DESCRIPTION OF THE TASK: Copy the following lines without any changes.

=-=-=-=-=

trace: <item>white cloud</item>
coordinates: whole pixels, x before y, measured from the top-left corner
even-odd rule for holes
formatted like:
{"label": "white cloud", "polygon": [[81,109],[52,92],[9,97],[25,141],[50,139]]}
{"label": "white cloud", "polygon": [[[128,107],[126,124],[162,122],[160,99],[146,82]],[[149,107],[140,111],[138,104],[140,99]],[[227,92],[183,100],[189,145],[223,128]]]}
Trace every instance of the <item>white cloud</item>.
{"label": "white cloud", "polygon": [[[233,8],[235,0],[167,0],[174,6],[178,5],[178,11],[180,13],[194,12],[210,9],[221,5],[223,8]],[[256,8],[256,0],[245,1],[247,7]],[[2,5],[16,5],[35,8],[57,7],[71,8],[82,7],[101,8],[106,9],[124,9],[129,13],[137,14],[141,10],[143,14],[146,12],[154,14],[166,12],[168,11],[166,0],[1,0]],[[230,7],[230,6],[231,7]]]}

=-=-=-=-=

ANSWER FOR THE TASK:
trace: <item>white cloud</item>
coordinates: whole pixels, x before y, measured from the top-left corner
even-odd rule for holes
formatted like:
{"label": "white cloud", "polygon": [[81,109],[52,92],[9,97],[25,141],[50,139]]}
{"label": "white cloud", "polygon": [[[128,107],[126,124],[162,122],[160,99],[146,82]],[[149,107],[140,111],[138,104],[140,99]],[[227,92],[183,100],[189,145],[223,128]]]}
Trace every instance of the <item>white cloud</item>.
{"label": "white cloud", "polygon": [[[233,8],[235,0],[167,0],[174,6],[178,5],[178,11],[180,13],[194,12],[210,9],[221,5],[223,8]],[[256,8],[256,0],[245,1],[247,7]],[[2,5],[16,5],[35,8],[57,7],[71,8],[82,7],[101,8],[106,9],[124,9],[129,13],[137,14],[141,10],[143,14],[146,12],[154,14],[166,12],[168,11],[166,0],[1,0]],[[230,7],[230,6],[231,7]]]}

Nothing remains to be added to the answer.